▸ **Work to be completed**: Produce a verbatim copy of the following records, leaving out all pictures.

--- Records to use ---

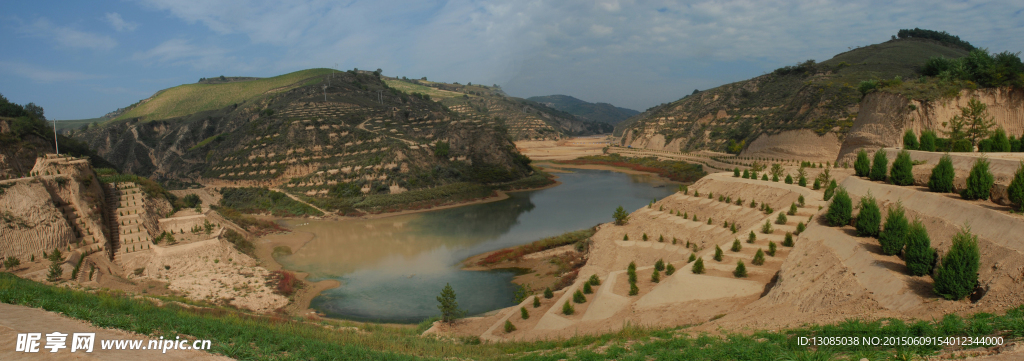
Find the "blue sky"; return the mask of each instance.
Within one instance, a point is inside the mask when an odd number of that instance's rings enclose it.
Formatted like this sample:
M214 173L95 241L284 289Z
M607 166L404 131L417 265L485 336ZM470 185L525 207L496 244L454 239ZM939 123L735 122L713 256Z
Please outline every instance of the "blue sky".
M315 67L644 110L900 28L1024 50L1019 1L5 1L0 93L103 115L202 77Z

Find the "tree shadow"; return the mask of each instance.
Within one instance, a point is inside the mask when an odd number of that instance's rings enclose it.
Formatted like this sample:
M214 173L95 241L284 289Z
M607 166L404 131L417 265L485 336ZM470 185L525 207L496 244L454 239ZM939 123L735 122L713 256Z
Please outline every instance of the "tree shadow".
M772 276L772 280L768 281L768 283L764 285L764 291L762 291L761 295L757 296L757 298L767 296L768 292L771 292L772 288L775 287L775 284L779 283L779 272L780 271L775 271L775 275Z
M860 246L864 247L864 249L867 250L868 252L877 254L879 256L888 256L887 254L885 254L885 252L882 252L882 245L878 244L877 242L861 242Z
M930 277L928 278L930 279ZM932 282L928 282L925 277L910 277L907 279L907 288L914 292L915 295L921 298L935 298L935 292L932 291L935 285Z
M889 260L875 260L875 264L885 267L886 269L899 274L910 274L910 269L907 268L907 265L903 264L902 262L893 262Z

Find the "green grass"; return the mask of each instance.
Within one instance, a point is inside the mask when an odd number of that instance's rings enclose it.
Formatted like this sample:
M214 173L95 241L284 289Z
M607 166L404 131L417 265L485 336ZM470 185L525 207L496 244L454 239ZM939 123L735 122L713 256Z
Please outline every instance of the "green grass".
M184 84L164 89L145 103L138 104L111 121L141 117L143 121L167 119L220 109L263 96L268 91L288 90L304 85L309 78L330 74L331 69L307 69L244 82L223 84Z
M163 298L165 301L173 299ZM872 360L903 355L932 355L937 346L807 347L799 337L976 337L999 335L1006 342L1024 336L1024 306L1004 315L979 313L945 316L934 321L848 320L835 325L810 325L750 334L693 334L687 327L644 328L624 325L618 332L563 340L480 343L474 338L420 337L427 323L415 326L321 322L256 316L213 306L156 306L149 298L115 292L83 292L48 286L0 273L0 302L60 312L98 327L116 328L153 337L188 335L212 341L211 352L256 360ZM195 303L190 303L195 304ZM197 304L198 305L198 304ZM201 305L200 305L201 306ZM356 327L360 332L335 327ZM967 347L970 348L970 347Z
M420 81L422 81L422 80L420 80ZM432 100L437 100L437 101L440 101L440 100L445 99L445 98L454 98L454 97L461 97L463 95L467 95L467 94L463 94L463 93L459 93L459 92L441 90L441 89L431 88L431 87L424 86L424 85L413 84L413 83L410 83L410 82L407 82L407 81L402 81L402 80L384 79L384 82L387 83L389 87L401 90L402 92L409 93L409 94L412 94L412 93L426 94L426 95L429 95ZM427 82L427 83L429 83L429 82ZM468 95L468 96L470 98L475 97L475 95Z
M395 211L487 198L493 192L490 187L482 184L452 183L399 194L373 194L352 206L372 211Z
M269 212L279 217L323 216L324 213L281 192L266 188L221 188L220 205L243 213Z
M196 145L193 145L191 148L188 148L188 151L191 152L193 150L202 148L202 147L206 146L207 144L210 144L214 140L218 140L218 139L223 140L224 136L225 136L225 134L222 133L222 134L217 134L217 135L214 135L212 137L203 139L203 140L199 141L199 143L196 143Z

---

▸ **Completed exercise**:
Find the "blue sky"; return the mask of each instance.
Within one instance, a point is inside the mask when an odd number of that instance's rings enclose it.
Formatted like this sample:
M214 173L95 241L284 289Z
M607 166L404 131L417 265L485 336ZM470 185L525 207L496 244L454 239ZM939 123L735 122L713 256Z
Please outline every instance of the "blue sky".
M315 67L644 110L900 28L1024 50L1019 1L5 1L0 93L103 115L202 77Z

Find the "tree shadow"; return the mask of each instance.
Within one instance, a point is inside the mask when an odd number of that instance's rings enclose it.
Formatted like this sample:
M214 173L95 241L284 289Z
M607 166L404 131L417 265L485 336ZM470 185L525 207L496 244L454 239ZM939 123L735 122L713 256Z
Please outline every instance of the "tree shadow".
M772 276L772 280L768 281L768 283L764 285L764 291L762 291L761 295L757 296L757 298L767 296L768 292L771 292L772 288L775 287L775 284L779 283L779 272L780 271L775 271L775 275Z
M860 246L864 247L864 249L867 250L868 252L877 254L879 256L888 256L887 254L885 254L885 252L882 252L882 245L878 244L877 242L861 242Z
M930 277L928 278L930 279ZM932 282L928 282L925 277L910 277L907 279L907 288L914 292L915 295L921 298L935 298L935 292L932 291L935 285Z
M889 260L875 260L875 264L885 267L886 269L899 274L910 274L910 269L907 268L907 265L903 264L902 262L893 262Z

Find the "green grass"; return the mask of each instance.
Within one instance, a point is inside the mask when an odd number of that instance's rings enclose it.
Formatted like this sample:
M214 173L95 241L284 289Z
M607 166L404 131L417 265L485 336ZM470 185L525 207L496 244L454 239ZM939 123L735 122L713 256Z
Please outline every instance of the "green grass".
M184 84L164 89L145 103L138 104L111 121L141 117L143 121L167 119L220 109L263 96L268 91L288 90L304 85L309 78L330 74L331 69L307 69L244 82L223 84Z
M163 298L165 301L173 299ZM872 360L903 355L932 355L937 346L807 347L799 337L976 337L999 335L1006 342L1024 336L1024 306L1004 315L979 313L945 316L934 321L848 320L835 325L810 325L750 334L693 334L687 327L644 328L624 325L618 332L563 340L480 343L474 338L420 337L427 323L415 326L321 322L256 316L213 306L156 306L149 298L115 292L83 292L48 286L0 273L0 302L60 312L98 327L116 328L153 337L188 335L212 341L211 352L256 360ZM195 303L190 303L195 304ZM197 304L198 305L198 304ZM201 305L200 305L201 306ZM356 327L360 332L335 327ZM967 347L970 348L970 347Z
M420 81L422 81L422 80L420 80ZM432 100L437 100L437 101L440 101L440 100L445 99L445 98L454 98L454 97L461 97L463 95L467 95L467 94L463 94L463 93L459 93L459 92L441 90L441 89L431 88L431 87L424 86L424 85L413 84L413 83L410 83L410 82L407 82L407 81L402 81L402 80L384 79L384 82L387 83L389 87L401 90L402 92L409 93L409 94L412 94L412 93L426 94L426 95L429 95ZM427 82L427 83L429 83L429 82ZM468 95L468 96L470 98L475 97L475 95Z
M395 211L487 198L493 192L490 187L482 184L452 183L399 194L373 194L352 206L372 211Z
M269 212L279 217L323 216L324 213L281 192L266 188L221 188L220 205L243 213Z
M196 145L193 145L191 148L188 148L188 151L191 152L193 150L202 148L202 147L206 146L207 144L210 144L214 140L218 140L218 139L223 140L224 136L225 136L225 134L222 133L222 134L217 134L217 135L214 135L212 137L203 139L203 140L199 141L199 143L196 143Z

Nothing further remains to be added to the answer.